キーワードを黒板に3~4つ書くだけで、あとはその場の「しゃべり」で勝負!!まるで、その場はTED Talksのスピーカー!!

【発表者の活動】
制限時間:1人3~5分 PPTなし
1. 事前にキーワードを板書
2. キーワードを使いながら、分かりやすくニュースを解説
 (小学生に説明するイメージで説明すること)
3. ニュースに対する自分の意見
4. まとめ(ニュースと意見)
5. 質問(では、みなさんは○○についてどう思いますか?)

【発表を聞く生徒】
以下のFormsで発表態度の評価、及び、質問に対して回答。
聞き手となる生徒たちは、発表者の表現力及び、要約や考えを評価し、発表者の問いに対して答える。さらには、その問い自体をも評価する。

探究授業を担当していると、「問い」の質がネックになることがある。

= = =

▶ [やること]:
[A] 発表の授業についての文章を読んで、次の質問に答えてください。
(i) 発表者1人の持ち時間は何分ですか。
(ii) 黒板に書くキーワードはいくつですか。
(iii) 聞き手の生徒は、発表態度の評価に何を使いますか。
[B] 発表の授業についての文章を、最後の文のあとから続けて書いてください。
この一覧は使わなくても大丈夫です。

= = =

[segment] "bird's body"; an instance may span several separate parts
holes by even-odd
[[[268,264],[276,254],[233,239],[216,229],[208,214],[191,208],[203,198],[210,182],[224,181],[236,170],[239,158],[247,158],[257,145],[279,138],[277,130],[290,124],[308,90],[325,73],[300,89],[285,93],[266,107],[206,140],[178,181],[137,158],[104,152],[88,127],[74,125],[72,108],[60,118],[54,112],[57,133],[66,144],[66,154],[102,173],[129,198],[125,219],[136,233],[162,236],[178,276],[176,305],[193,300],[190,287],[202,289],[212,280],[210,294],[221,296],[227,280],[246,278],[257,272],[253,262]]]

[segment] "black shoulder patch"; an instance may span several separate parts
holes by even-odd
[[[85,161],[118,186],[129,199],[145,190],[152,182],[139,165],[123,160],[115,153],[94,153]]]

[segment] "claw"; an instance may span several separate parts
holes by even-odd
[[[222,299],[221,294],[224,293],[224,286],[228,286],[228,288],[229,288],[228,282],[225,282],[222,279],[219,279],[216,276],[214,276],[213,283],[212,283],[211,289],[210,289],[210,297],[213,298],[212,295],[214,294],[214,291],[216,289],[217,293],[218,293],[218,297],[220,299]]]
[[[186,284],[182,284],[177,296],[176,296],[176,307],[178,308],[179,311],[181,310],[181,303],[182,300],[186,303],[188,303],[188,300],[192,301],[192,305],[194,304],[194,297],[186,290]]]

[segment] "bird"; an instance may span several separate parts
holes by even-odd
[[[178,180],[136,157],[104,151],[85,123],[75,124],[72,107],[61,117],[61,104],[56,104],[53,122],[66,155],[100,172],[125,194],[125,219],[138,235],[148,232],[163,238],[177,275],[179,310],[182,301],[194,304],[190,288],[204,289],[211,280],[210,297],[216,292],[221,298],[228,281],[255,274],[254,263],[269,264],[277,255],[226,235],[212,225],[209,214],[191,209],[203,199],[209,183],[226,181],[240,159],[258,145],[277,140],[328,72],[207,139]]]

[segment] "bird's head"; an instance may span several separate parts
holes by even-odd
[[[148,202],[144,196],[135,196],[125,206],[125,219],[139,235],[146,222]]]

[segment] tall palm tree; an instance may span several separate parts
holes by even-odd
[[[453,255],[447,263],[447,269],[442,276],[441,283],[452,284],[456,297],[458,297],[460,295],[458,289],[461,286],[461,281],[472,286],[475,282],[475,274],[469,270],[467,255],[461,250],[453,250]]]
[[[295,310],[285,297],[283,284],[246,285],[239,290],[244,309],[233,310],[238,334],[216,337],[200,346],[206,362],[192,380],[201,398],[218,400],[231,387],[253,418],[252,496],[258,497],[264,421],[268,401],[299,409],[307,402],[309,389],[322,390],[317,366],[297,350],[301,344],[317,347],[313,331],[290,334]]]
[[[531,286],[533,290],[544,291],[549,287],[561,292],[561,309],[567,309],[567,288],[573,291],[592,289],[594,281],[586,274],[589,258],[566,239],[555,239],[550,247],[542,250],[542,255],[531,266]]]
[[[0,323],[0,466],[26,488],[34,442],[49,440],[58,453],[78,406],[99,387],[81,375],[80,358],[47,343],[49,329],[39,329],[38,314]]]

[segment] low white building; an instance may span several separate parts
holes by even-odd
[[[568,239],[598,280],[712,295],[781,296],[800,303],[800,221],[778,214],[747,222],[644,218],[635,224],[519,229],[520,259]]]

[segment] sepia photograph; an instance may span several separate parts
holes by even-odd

= = =

▶ [こたえ]:
[A]
(i) 3~5分
(ii) 3~4つ
(iii) Forms

[B]
なかなか生徒たちには、立てた問いの良し悪しが分からない。
だからこそ、普段から問いの良し悪しを評価する取り組み。

【ポイント】
1.  姿勢、声量、スピードの評価
2.  ニュースの内容、発表者の意見の評価
3. 発表者の問いに対する回答
4. 発表者の問いの評価

振り返り その① 発表者への評価

そして最終的には、Formsの結果を発表者を含めて、全生徒へバック。

先日、たまたま時間があったので、私自身が発表してきました。そして、生徒から評価されてきました!!以下はその評価。

振り返り その② 発表者自身

発表者自身は、Teamsの課題(まとめがついたword)で、発表を振り返る。

まとめ

取り組みをまとめると、生徒たちは興味のあるニュースをまずは調べて、自分でまとめる。そして、それを板書されたキーワードのみで、TED Talksのように発表し、自分の意見を述べ、クラスへ問いを投げかける。聞き手は、その問いに答えて、発表を評価する。発表者は、クラスメイトからの評価、そしてクラスメイトの考えを知る。

一連の活動を通して養いたい力は、以下の通り。

①時事問題をチェックする習慣。
②言葉の力の養成(読解力、要約、語彙)
③発表の練習
④問い作りの練習
⑤評価の目(発表や問いについて)を養う。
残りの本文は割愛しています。